Please write out the material below again, swapping "Place" for "Mark" everywhere it appears. Keep everything else unchanged, and leave the pictures out of your answer.

(Object point labels)
==*==

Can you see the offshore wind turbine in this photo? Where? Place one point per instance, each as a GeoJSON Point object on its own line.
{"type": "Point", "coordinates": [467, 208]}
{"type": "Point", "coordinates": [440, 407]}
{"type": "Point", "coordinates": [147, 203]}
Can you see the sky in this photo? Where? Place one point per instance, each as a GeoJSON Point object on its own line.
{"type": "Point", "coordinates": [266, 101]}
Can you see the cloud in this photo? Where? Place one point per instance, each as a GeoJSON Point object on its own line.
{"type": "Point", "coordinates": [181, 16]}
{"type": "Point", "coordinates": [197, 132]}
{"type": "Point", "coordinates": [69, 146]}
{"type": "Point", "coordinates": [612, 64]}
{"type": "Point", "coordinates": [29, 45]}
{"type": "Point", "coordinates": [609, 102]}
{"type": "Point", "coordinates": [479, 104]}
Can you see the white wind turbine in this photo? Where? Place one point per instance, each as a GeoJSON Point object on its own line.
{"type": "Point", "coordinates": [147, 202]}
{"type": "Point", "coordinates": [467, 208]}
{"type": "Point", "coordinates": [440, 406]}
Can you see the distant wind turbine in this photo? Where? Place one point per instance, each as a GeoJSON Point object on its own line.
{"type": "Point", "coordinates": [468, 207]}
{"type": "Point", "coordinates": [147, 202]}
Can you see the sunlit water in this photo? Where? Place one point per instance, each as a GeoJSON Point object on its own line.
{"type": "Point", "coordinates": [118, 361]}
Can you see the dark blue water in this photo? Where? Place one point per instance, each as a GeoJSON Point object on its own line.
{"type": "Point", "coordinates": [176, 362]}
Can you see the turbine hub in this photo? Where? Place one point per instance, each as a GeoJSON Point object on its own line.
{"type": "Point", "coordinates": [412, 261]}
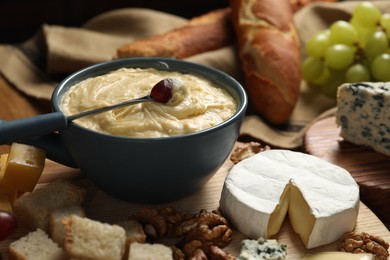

==*==

▶ _ANSWER TO THIS TASK_:
Can you see the offshore wind turbine in this photo? Where? Mark one point per instance, each as a GeoJSON Point object on its own line.
{"type": "Point", "coordinates": [467, 208]}
{"type": "Point", "coordinates": [440, 407]}
{"type": "Point", "coordinates": [147, 203]}
Can you see the sky in this photo? Where? Mark one point per instance, each as a GeoJSON Point object on its own line.
{"type": "Point", "coordinates": [266, 101]}
Can you see the cloud in this photo? Where? Mark one point per instance, each as a GeoJSON Point object on its own line.
{"type": "Point", "coordinates": [181, 16]}
{"type": "Point", "coordinates": [197, 132]}
{"type": "Point", "coordinates": [69, 146]}
{"type": "Point", "coordinates": [612, 64]}
{"type": "Point", "coordinates": [29, 45]}
{"type": "Point", "coordinates": [609, 102]}
{"type": "Point", "coordinates": [479, 104]}
Can you see the white wind turbine in this photo? Where? Mark one point per instance, each as a GeoJSON Point object on its own line.
{"type": "Point", "coordinates": [147, 202]}
{"type": "Point", "coordinates": [467, 208]}
{"type": "Point", "coordinates": [440, 406]}
Can you see the distant wind turbine in this photo? Where? Mark one point per instance, each as a GeoJSON Point object on its own line.
{"type": "Point", "coordinates": [468, 207]}
{"type": "Point", "coordinates": [147, 202]}
Can you see the sunlit water in this photo? Where? Mark one point per instance, each as a GeoJSON Point object on its own line.
{"type": "Point", "coordinates": [118, 361]}
Can you see the dark blue water in this photo? Where? Mark one point per instance, each as a GeoJSON Point object on its own line.
{"type": "Point", "coordinates": [176, 362]}
Can you see the turbine hub in this photo? Where? Mark one point per instance, each as a GeoJSON Point object on its own line.
{"type": "Point", "coordinates": [412, 261]}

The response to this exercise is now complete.